About this exercise
Nothing but the lines from the one containing "Target: street lamp" to the end of the records that follow should be transcribed, each exactly, with the pictures left out.

Dataset records
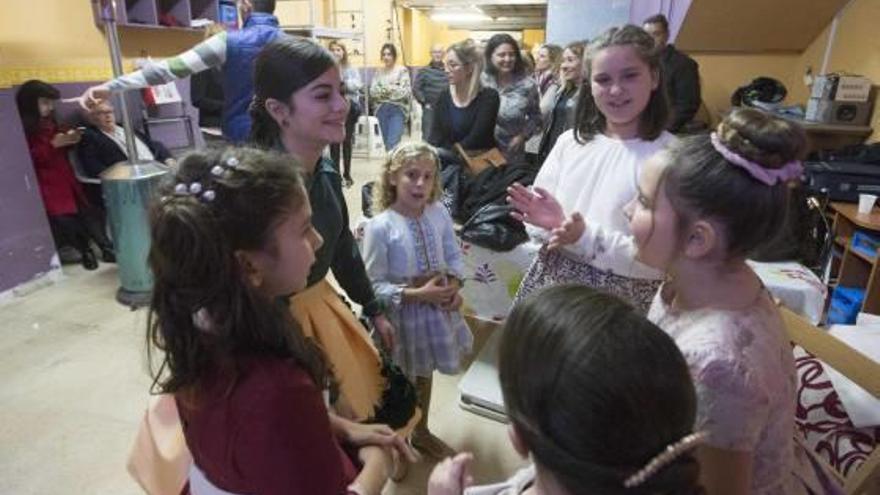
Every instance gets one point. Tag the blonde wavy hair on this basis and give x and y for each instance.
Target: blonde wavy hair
(400, 157)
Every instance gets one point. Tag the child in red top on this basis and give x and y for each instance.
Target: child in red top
(70, 216)
(231, 233)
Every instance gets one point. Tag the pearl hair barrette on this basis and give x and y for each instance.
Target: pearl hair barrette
(662, 459)
(196, 189)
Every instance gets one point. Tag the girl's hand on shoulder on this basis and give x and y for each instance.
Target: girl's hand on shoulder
(569, 232)
(93, 96)
(435, 291)
(362, 435)
(453, 304)
(386, 331)
(536, 207)
(69, 138)
(451, 476)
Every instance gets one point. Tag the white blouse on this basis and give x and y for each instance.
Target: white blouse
(598, 179)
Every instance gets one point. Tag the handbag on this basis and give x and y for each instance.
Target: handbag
(399, 400)
(477, 161)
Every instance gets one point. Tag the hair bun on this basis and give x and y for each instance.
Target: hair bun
(762, 138)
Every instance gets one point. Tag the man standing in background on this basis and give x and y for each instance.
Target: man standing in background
(681, 74)
(430, 83)
(235, 52)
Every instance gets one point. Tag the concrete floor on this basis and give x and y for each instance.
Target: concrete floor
(74, 384)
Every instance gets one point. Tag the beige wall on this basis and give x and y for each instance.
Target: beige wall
(856, 50)
(532, 37)
(65, 45)
(722, 74)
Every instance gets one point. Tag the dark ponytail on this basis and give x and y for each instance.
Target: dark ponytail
(282, 68)
(613, 392)
(701, 183)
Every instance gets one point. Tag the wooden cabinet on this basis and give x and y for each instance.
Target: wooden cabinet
(855, 268)
(164, 14)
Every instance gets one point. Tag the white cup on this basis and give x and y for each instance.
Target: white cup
(866, 202)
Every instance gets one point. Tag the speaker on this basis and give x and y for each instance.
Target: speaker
(838, 112)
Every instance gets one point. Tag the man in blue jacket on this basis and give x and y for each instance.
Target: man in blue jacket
(235, 52)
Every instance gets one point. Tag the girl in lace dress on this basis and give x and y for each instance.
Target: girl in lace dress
(702, 207)
(414, 261)
(599, 400)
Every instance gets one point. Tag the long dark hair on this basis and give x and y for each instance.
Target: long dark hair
(519, 66)
(589, 121)
(701, 183)
(204, 315)
(26, 98)
(282, 67)
(612, 392)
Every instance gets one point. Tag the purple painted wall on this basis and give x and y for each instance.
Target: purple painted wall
(26, 246)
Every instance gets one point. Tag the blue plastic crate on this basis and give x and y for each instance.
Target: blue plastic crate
(845, 305)
(865, 243)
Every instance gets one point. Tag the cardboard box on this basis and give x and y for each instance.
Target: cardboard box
(841, 88)
(838, 112)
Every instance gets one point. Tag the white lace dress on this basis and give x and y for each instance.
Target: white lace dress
(743, 370)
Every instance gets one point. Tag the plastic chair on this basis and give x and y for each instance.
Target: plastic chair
(78, 170)
(368, 138)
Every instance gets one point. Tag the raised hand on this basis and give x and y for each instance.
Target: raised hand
(435, 291)
(569, 232)
(451, 476)
(536, 207)
(93, 96)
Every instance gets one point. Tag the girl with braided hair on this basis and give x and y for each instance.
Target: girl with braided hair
(703, 207)
(598, 397)
(231, 233)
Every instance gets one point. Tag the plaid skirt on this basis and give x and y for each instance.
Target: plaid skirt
(430, 338)
(551, 267)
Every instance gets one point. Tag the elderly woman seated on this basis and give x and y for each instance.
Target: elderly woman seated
(103, 143)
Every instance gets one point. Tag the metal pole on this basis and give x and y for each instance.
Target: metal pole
(108, 10)
(128, 188)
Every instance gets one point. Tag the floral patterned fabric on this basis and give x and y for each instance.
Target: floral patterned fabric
(743, 371)
(824, 423)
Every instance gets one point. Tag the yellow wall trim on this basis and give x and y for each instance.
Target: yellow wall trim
(11, 76)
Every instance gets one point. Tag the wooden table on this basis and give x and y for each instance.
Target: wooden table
(855, 268)
(832, 136)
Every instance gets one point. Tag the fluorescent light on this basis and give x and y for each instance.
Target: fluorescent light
(460, 16)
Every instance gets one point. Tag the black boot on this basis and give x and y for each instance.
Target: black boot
(422, 439)
(89, 261)
(107, 255)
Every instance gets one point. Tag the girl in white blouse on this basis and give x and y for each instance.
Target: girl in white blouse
(575, 208)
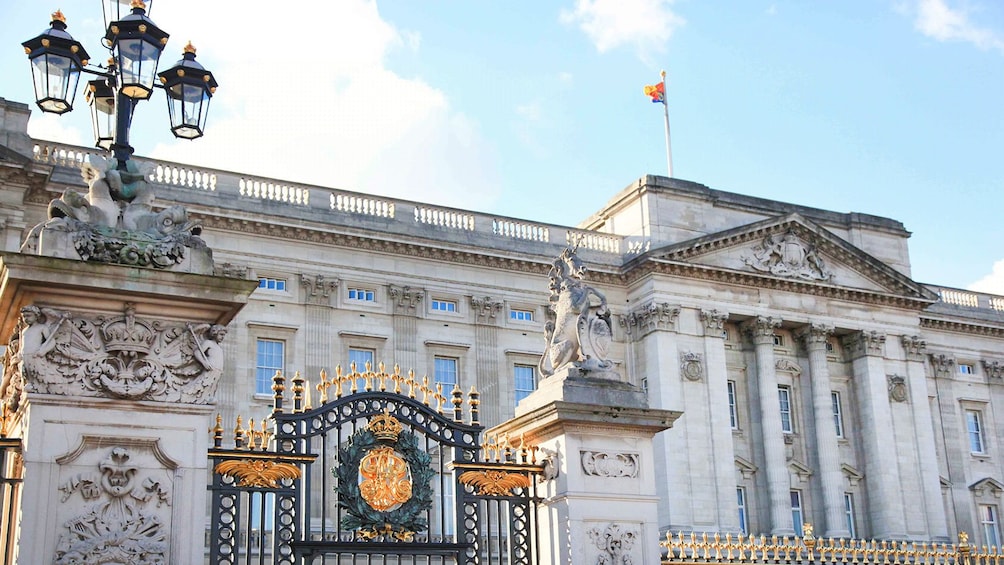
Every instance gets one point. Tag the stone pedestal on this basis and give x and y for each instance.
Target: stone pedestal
(600, 505)
(109, 385)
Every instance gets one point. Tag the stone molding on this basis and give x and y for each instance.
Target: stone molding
(609, 464)
(406, 299)
(650, 317)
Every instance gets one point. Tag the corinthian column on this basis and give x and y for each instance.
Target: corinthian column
(814, 338)
(761, 332)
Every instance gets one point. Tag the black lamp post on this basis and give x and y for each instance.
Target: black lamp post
(136, 43)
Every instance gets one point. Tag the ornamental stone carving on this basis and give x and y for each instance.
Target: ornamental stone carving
(787, 255)
(692, 365)
(579, 335)
(650, 317)
(113, 356)
(123, 517)
(405, 299)
(609, 465)
(115, 223)
(898, 388)
(615, 543)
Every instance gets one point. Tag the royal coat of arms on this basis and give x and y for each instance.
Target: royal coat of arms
(385, 482)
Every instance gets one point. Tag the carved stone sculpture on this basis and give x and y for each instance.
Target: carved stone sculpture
(580, 333)
(116, 223)
(787, 255)
(115, 356)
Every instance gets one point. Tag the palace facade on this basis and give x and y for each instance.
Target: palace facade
(818, 382)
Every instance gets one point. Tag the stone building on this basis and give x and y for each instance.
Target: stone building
(818, 382)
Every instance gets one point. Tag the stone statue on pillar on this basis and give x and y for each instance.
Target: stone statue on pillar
(579, 335)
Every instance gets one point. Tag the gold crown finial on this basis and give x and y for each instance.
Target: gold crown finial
(385, 427)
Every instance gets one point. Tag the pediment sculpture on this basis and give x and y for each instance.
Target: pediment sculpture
(579, 335)
(115, 222)
(787, 255)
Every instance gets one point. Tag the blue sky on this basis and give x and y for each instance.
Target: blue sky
(534, 109)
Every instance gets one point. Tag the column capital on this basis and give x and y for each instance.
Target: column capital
(914, 347)
(761, 329)
(405, 299)
(714, 322)
(486, 309)
(865, 343)
(814, 335)
(650, 317)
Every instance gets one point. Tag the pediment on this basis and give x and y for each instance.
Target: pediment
(794, 249)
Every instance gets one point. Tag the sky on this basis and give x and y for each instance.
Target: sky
(535, 109)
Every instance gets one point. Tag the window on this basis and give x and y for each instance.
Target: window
(361, 294)
(272, 284)
(743, 514)
(733, 411)
(974, 427)
(524, 381)
(784, 398)
(444, 305)
(988, 520)
(837, 413)
(521, 315)
(446, 372)
(270, 358)
(848, 512)
(796, 512)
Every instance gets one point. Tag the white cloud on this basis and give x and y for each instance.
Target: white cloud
(936, 19)
(992, 283)
(309, 99)
(645, 25)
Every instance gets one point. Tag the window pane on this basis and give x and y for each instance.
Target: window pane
(270, 358)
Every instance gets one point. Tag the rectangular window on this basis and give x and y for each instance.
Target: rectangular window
(988, 520)
(270, 357)
(272, 284)
(521, 315)
(446, 372)
(361, 294)
(444, 305)
(733, 410)
(784, 399)
(837, 413)
(974, 426)
(743, 514)
(848, 512)
(523, 377)
(797, 517)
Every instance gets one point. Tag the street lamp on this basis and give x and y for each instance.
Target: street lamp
(136, 44)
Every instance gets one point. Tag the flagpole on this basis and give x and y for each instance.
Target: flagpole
(666, 114)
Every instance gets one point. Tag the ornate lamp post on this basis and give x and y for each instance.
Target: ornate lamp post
(136, 44)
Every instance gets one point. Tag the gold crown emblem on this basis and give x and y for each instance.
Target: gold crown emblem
(385, 428)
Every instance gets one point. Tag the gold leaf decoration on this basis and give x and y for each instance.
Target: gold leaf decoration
(257, 473)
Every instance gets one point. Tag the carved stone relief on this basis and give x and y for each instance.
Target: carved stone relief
(787, 255)
(692, 365)
(615, 543)
(119, 356)
(117, 515)
(610, 465)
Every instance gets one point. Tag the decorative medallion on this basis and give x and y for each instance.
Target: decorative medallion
(385, 482)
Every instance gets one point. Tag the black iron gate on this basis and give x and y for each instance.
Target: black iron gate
(387, 471)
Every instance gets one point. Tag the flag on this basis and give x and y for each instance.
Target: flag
(657, 92)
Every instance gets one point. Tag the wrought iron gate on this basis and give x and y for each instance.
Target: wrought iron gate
(387, 471)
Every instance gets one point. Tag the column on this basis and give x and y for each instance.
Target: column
(486, 359)
(916, 349)
(814, 337)
(761, 331)
(405, 301)
(885, 498)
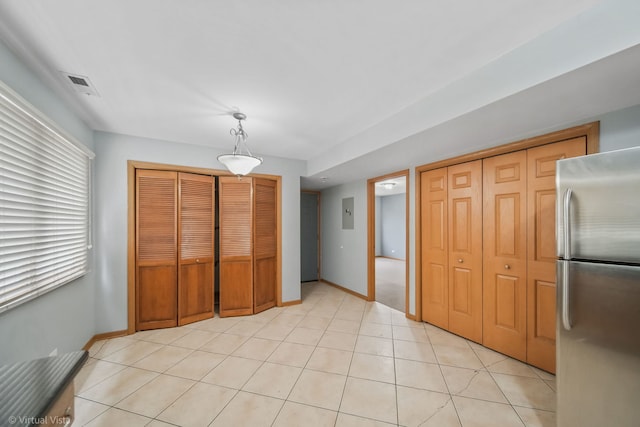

Answer to this task
Target: street lamp
(136, 44)
Every instance gets one point. Tag the flagpole on this basis and give x and y for each instance.
Target: flagpole
(666, 114)
Every instance gets one point. Tag the ornate lamp post on this basis and give x and y for each instance.
Target: ornate lamp post
(136, 44)
Every instance gets one point. Tag the gold crown emblem on this basis and give x and y for each instance.
Target: gold crown emblem
(385, 428)
Every instance gets one point. Tag the gold leaf decoration on this basis and give x and y for each instance.
Target: gold leaf decoration
(257, 473)
Every instance gets one point. Tag the carved stone relief on this basis and give x and y for each instance.
Target: carved stone relief
(787, 255)
(692, 365)
(615, 543)
(119, 356)
(117, 515)
(610, 465)
Every instance gets one point. Tag the decorative medallion on this basis and give x and y for each instance.
Target: decorative medallion
(385, 482)
Every instance gets one point. Tag the black iron gate on this basis and give x and y for each instance.
Target: black iron gate
(387, 471)
Every instance gets one point. Tag the flag on this basis and give x and y for each instance.
Target: flag
(657, 92)
Every instance gets one point. Tag the wrought iron gate on this basis and give x and y for each instance.
Target: wrought iron gate
(387, 471)
Every instance gets one point. Tag the column on this basis and give x and y for each instance.
Target: column
(486, 359)
(916, 349)
(814, 337)
(761, 331)
(405, 301)
(885, 498)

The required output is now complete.